* REQUIREMENT: Copy out without any change the stretch of the records below, from the line containing "TARGET = spoon bowl" through the end of the records.

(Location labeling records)
* start *

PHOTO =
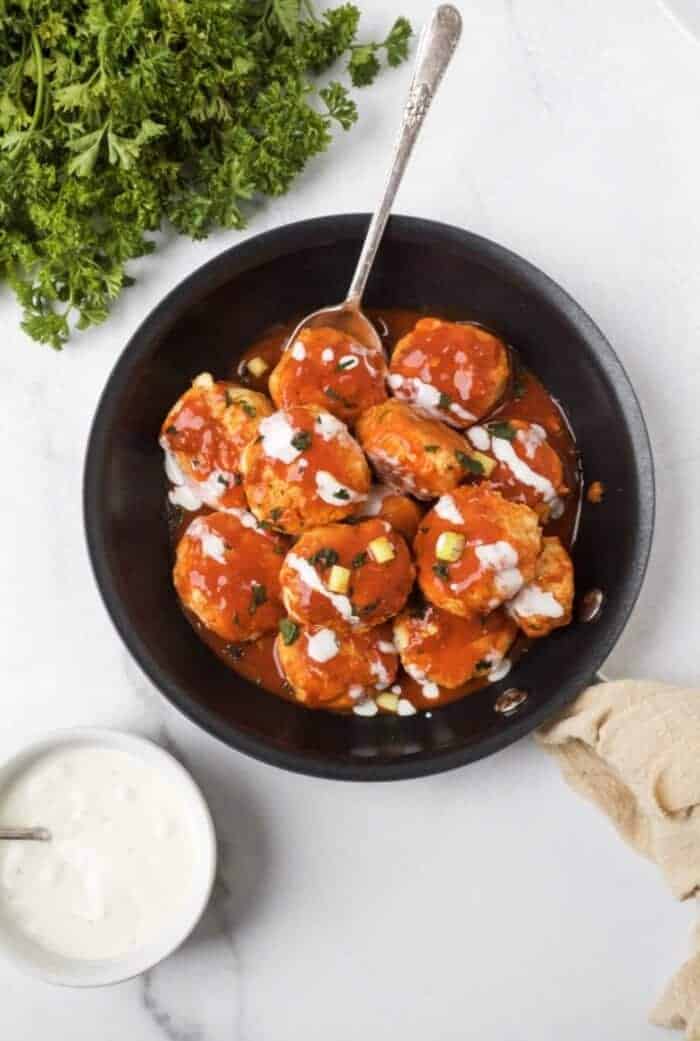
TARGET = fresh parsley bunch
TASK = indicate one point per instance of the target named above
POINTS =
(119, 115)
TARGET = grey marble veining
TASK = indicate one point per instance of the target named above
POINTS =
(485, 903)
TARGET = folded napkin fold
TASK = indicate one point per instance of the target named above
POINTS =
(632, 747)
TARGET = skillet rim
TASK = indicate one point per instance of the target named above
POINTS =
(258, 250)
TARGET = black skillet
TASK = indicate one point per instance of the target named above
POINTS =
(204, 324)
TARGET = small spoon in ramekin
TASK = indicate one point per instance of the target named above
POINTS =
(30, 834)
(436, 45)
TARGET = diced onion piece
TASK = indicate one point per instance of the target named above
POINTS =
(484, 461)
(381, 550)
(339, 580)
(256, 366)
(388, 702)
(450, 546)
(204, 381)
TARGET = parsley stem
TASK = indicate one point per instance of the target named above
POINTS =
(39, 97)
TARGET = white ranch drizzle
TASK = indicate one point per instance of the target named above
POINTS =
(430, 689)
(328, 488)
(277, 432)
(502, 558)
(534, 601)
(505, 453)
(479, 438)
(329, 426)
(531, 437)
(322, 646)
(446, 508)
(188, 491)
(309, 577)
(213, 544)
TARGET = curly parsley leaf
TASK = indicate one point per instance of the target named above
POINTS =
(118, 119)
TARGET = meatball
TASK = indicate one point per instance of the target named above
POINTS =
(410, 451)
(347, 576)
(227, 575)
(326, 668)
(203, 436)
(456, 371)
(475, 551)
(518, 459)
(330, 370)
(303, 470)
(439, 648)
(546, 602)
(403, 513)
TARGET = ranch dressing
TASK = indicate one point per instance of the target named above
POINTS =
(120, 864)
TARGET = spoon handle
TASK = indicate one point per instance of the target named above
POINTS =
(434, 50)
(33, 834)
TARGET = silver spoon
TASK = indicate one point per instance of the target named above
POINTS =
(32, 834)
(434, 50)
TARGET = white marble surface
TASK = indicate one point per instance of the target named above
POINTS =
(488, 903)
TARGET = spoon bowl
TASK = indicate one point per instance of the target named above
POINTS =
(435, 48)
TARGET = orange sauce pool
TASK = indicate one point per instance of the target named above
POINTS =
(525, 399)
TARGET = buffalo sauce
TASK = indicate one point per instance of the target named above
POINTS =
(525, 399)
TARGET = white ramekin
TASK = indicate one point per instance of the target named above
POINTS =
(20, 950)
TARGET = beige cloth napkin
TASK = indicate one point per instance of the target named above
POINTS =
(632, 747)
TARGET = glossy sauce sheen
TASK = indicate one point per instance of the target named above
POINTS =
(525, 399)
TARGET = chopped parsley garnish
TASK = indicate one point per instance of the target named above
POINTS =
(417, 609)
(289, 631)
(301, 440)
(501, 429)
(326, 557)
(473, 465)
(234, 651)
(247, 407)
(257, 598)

* end *

* COMPLETE RESPONSE:
TARGET = spoon bowl
TASK = indicate one point per instance of the target named above
POINTS =
(435, 48)
TARGET = orange sauce pool
TASK = indicate one point per instance of the target named above
POINTS =
(525, 399)
TARGET = buffalo sauce
TASK = indicate one point per instance of the target named above
POINTS =
(525, 399)
TARGET = white ramekin
TASK = indicate one point per instance of the target named above
POINTS =
(20, 950)
TARGET = beige cloth napkin
TASK = indicate one point per instance of the target named above
POINTS =
(632, 747)
TARGET = glossy sauce sheen
TASK = indicate one point per instance of the target named above
POINTS =
(525, 399)
TARGET = chopped parsley garnish
TASK = indicate one point per instance of the target named above
POINTS =
(417, 609)
(289, 631)
(301, 440)
(501, 429)
(326, 557)
(473, 465)
(234, 651)
(247, 407)
(257, 598)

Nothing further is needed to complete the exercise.